═══ Stored records ═══

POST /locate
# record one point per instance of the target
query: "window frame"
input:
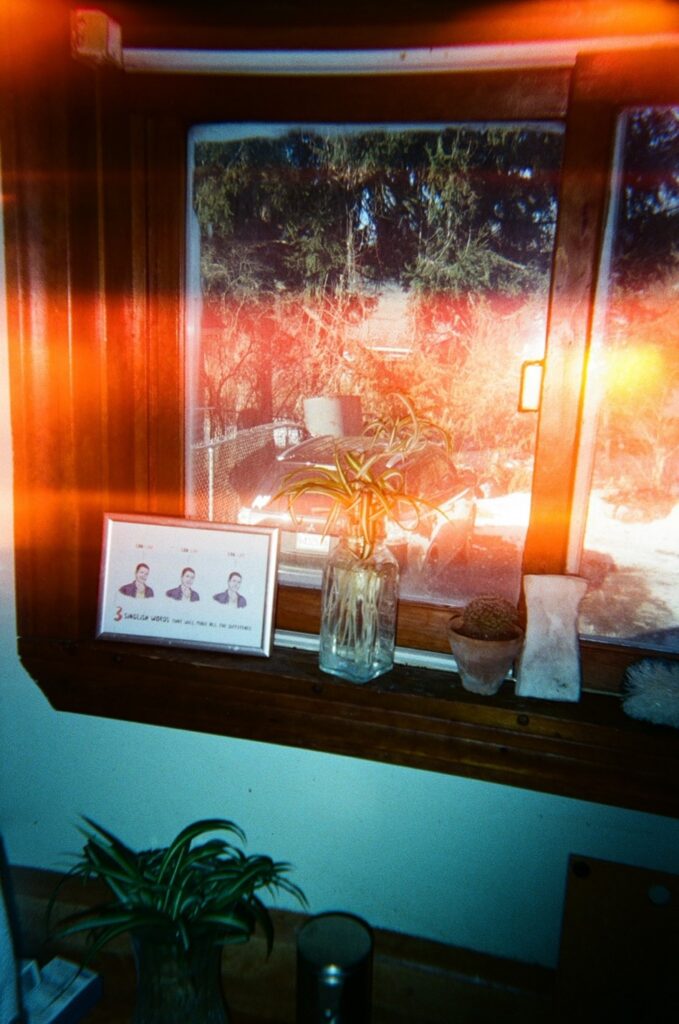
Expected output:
(95, 310)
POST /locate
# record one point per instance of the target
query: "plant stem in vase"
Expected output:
(358, 611)
(177, 984)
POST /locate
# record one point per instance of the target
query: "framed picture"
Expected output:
(187, 583)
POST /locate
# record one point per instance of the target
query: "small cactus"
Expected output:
(490, 617)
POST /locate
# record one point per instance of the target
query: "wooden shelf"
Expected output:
(416, 717)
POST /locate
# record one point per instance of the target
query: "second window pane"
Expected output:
(332, 268)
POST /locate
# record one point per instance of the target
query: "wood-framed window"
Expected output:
(95, 268)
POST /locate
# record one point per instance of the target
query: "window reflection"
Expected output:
(338, 266)
(631, 449)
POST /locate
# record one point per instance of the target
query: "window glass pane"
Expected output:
(631, 548)
(332, 267)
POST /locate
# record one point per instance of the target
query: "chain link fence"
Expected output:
(224, 469)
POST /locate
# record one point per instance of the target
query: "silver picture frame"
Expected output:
(187, 584)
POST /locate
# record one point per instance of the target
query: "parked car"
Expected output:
(432, 540)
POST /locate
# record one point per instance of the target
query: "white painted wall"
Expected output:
(471, 863)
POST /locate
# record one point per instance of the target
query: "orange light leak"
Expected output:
(638, 371)
(556, 19)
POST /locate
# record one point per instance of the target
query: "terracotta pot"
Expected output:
(482, 664)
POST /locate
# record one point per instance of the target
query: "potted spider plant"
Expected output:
(366, 482)
(181, 904)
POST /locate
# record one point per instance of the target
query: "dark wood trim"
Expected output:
(414, 717)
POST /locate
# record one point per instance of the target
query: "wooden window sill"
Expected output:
(416, 717)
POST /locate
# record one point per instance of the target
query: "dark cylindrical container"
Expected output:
(334, 970)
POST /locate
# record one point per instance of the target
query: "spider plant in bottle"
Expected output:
(366, 484)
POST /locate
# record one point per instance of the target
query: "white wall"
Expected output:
(466, 862)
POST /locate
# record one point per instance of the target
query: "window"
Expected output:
(340, 266)
(631, 438)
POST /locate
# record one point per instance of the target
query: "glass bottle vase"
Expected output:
(177, 985)
(358, 606)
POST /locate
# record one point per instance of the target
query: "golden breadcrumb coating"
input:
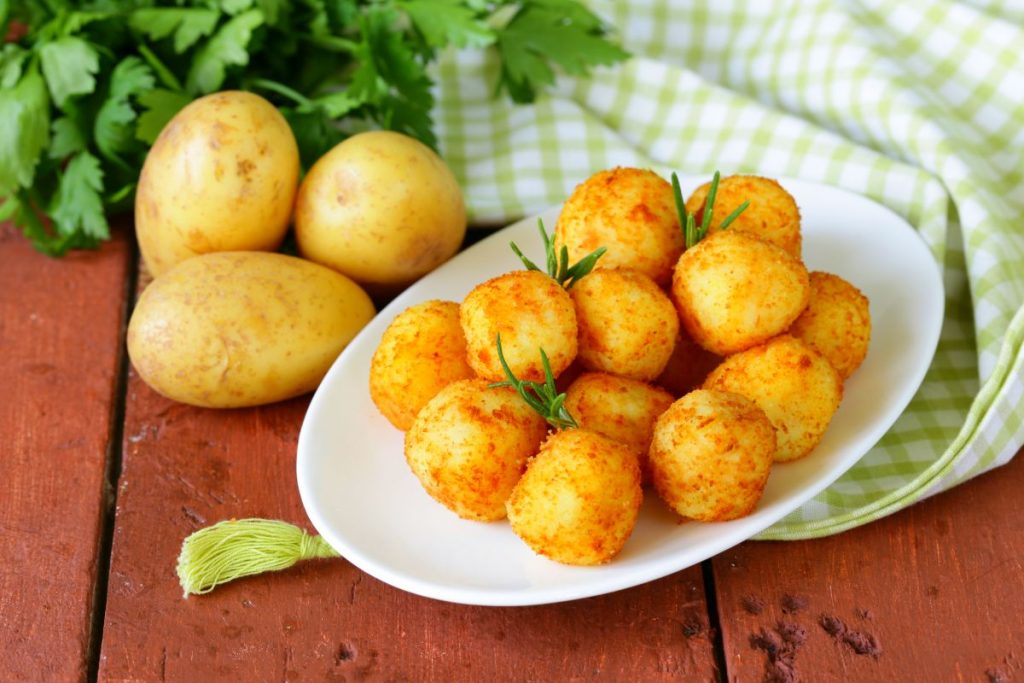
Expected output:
(628, 326)
(421, 352)
(621, 409)
(837, 323)
(530, 311)
(469, 445)
(630, 211)
(711, 456)
(734, 291)
(797, 388)
(579, 501)
(772, 215)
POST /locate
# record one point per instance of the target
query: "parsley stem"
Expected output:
(281, 89)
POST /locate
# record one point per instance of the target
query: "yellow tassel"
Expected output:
(237, 548)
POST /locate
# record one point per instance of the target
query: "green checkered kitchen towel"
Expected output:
(919, 105)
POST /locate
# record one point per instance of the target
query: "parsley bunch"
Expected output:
(86, 86)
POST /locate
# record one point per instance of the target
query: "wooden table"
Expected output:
(103, 478)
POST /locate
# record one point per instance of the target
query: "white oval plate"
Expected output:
(361, 497)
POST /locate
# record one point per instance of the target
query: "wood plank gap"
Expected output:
(115, 458)
(714, 620)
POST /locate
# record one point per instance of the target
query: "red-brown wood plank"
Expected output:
(184, 468)
(940, 586)
(60, 332)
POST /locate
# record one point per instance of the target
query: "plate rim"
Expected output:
(656, 569)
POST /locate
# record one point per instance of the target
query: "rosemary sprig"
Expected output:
(691, 231)
(558, 265)
(542, 396)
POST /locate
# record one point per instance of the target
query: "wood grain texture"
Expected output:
(60, 331)
(185, 468)
(939, 586)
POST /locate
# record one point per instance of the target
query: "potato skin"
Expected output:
(221, 176)
(711, 456)
(469, 445)
(381, 208)
(632, 212)
(734, 291)
(621, 409)
(421, 352)
(579, 501)
(627, 325)
(837, 323)
(530, 311)
(233, 329)
(795, 385)
(772, 215)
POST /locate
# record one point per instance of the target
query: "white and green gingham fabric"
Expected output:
(919, 105)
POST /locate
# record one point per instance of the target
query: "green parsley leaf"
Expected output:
(561, 32)
(187, 25)
(161, 105)
(25, 123)
(69, 65)
(113, 130)
(67, 137)
(314, 133)
(227, 47)
(11, 58)
(77, 207)
(448, 22)
(390, 78)
(235, 6)
(273, 10)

═══

- [Exercise description]
Pick out each line of the listing above that contains the string "picture", and copy those lines in the order they appear.

- [Full output]
query: "framed picture"
query: "silver picture frame"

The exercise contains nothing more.